-- Dataset entries --
*-*-*
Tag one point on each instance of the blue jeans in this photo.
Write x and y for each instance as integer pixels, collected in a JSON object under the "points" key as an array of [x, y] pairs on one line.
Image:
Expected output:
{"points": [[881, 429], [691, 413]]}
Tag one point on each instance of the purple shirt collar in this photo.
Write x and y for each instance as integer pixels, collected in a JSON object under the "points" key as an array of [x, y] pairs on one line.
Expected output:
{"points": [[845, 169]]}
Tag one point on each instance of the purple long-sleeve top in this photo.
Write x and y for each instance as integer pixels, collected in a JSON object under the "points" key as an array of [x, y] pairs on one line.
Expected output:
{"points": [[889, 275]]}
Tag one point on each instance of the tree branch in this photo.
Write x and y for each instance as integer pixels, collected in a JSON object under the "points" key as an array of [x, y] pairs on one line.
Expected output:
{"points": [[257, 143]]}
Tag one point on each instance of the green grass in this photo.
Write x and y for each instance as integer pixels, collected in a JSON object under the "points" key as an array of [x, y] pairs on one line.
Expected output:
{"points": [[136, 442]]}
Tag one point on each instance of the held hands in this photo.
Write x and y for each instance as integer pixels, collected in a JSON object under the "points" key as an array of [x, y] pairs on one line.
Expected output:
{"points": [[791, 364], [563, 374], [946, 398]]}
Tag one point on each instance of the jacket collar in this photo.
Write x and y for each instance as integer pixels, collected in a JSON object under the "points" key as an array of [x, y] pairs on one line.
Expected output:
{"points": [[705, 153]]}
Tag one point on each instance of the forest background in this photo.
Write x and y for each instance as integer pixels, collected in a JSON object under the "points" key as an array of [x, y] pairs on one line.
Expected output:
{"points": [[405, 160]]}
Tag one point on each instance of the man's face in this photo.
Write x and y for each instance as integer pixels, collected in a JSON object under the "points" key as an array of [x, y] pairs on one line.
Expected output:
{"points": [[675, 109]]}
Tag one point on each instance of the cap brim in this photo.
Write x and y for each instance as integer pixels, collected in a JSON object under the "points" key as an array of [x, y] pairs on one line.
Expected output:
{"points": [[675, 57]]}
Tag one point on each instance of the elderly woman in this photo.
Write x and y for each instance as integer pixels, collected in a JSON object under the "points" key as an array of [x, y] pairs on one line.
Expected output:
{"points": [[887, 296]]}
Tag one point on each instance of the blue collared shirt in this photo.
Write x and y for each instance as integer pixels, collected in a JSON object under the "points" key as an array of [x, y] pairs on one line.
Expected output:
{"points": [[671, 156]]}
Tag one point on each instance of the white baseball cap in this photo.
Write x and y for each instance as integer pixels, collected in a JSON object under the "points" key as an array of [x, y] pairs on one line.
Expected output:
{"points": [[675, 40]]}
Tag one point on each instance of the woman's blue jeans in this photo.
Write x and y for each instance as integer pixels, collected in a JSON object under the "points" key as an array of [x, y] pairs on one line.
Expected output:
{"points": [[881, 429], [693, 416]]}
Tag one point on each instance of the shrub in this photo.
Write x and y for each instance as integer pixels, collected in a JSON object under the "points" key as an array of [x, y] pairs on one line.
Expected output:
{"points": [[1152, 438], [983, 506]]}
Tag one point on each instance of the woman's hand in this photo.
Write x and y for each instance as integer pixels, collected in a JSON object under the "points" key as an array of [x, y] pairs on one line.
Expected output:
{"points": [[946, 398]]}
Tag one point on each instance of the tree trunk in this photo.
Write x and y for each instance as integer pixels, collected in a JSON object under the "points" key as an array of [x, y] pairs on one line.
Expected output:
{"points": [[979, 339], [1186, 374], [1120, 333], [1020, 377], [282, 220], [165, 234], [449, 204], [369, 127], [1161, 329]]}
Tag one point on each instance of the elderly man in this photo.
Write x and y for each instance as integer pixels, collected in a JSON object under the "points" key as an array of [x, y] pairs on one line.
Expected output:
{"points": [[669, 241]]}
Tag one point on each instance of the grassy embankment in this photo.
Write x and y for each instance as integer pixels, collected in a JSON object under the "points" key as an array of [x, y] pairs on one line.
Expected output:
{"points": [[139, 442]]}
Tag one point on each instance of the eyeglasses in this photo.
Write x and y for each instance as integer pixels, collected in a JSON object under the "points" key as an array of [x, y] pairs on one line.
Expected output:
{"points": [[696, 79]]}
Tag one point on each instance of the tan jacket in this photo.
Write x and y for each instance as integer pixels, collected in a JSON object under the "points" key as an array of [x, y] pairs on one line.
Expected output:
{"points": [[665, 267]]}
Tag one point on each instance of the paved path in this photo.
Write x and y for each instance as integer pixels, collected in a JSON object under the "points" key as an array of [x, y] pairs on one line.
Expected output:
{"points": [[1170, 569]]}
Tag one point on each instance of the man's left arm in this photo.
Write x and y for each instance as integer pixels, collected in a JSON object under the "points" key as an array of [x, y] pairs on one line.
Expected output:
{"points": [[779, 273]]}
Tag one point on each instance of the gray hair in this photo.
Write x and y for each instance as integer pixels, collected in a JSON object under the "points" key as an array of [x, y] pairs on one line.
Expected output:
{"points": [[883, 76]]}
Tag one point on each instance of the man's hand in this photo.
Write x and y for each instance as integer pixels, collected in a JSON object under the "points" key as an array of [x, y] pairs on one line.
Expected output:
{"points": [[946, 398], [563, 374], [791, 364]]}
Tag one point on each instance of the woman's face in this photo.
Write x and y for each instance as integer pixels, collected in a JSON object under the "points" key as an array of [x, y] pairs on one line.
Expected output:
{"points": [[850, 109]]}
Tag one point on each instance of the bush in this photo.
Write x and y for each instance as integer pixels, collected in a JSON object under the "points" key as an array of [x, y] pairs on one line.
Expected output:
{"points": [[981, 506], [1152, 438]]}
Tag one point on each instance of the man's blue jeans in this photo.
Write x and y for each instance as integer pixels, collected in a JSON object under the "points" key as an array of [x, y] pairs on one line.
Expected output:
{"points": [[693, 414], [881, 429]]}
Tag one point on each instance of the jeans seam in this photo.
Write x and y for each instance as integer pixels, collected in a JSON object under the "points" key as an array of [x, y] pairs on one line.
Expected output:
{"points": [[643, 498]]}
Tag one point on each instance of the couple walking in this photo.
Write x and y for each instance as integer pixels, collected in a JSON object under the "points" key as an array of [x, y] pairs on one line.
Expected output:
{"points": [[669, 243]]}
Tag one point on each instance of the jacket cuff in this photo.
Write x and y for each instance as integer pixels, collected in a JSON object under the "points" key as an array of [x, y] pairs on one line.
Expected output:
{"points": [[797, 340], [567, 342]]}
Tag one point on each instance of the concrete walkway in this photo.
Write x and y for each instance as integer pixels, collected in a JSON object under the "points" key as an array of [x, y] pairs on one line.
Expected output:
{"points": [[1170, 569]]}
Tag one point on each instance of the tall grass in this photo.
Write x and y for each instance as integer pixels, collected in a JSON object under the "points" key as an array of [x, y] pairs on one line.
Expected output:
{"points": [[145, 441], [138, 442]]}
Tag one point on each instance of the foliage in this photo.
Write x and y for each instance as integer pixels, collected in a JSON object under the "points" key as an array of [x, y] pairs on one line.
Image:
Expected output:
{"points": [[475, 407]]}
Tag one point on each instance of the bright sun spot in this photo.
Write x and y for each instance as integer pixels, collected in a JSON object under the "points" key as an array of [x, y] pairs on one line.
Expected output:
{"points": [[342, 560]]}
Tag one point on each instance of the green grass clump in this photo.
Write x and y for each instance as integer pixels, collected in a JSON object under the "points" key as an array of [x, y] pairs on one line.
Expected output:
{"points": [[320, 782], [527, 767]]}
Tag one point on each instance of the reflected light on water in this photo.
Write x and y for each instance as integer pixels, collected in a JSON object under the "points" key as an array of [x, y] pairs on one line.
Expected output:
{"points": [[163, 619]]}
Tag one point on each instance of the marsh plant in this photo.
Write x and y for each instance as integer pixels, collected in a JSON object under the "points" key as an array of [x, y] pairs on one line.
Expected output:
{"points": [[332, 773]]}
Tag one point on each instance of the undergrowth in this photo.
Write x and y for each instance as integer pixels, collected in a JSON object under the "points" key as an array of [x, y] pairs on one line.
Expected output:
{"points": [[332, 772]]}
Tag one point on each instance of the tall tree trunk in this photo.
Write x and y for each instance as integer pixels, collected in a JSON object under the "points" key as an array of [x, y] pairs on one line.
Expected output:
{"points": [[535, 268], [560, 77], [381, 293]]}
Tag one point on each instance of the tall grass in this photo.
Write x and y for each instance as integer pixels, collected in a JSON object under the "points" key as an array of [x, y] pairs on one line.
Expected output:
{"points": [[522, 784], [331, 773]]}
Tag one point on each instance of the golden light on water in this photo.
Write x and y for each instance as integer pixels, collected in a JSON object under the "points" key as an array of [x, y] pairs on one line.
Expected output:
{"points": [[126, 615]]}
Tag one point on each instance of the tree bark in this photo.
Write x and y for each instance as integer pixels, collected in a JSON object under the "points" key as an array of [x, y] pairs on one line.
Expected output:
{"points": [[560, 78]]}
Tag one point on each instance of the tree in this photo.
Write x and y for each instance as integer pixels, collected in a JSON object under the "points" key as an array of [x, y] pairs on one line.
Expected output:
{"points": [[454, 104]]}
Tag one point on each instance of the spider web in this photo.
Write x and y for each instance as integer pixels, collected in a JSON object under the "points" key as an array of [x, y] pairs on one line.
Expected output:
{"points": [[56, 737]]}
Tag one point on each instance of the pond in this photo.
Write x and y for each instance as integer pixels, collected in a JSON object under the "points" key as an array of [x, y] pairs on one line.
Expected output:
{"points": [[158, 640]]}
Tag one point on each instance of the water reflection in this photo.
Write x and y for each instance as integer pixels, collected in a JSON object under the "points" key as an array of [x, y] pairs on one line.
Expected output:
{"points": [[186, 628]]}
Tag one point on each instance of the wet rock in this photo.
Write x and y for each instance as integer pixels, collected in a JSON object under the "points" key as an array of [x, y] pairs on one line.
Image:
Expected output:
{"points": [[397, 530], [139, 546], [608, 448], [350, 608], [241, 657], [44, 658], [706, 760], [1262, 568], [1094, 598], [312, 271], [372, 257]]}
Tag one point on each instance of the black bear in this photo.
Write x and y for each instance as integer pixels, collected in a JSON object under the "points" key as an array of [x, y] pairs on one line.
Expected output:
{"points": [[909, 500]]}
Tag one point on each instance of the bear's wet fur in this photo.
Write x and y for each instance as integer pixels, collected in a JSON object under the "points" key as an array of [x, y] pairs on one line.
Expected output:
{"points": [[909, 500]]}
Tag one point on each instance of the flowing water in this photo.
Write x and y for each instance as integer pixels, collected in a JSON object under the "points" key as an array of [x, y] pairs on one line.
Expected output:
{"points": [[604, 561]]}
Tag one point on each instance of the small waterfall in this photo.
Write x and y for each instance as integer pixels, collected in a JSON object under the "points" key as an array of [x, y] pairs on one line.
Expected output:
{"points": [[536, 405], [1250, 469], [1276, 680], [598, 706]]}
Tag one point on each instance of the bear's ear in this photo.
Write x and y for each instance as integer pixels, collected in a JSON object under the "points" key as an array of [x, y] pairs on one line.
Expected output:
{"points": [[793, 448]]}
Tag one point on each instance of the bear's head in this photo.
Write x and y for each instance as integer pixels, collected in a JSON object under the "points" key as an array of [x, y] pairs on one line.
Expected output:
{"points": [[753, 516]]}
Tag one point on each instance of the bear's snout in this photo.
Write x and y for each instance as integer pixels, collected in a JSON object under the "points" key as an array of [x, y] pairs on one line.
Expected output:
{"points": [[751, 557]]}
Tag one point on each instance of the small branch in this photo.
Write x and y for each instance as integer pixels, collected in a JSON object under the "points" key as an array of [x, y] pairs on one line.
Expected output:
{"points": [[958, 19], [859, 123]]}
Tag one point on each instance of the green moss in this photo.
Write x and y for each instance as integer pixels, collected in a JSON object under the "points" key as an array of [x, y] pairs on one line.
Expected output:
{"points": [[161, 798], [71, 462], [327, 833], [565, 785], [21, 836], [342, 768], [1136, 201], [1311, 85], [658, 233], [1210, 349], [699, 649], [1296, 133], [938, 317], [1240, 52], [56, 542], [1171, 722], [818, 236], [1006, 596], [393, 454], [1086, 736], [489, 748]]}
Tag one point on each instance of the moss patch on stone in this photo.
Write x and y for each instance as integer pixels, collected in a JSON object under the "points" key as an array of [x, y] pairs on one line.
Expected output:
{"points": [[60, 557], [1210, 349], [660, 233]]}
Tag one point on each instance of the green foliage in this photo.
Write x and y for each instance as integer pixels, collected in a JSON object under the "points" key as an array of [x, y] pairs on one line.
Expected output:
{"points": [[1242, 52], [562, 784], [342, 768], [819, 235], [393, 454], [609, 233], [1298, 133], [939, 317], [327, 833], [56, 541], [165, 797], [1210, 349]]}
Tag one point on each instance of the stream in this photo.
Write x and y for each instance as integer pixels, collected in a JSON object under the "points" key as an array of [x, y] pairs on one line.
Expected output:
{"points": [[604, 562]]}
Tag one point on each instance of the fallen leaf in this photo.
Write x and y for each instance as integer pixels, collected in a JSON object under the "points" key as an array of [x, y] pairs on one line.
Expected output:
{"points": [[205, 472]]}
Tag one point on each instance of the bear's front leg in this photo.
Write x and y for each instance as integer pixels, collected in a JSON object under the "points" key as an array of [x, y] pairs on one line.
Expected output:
*-*-*
-- What you should do --
Your output should consist solely of the lines from the beginning of the entries through the line containing "Tag one point on each instance of the purple shirt", reproduced exactly.

-- Response --
Tag one point on each instance of the blue jeans in this photo.
Write x and y for each instance as integer pixels, collected in a JSON object under the "points" key as an array of [x, y] pairs on one line.
Image:
Expected output:
{"points": [[881, 429], [691, 413]]}
Tag one point on each instance of the purple shirt collar in this photo.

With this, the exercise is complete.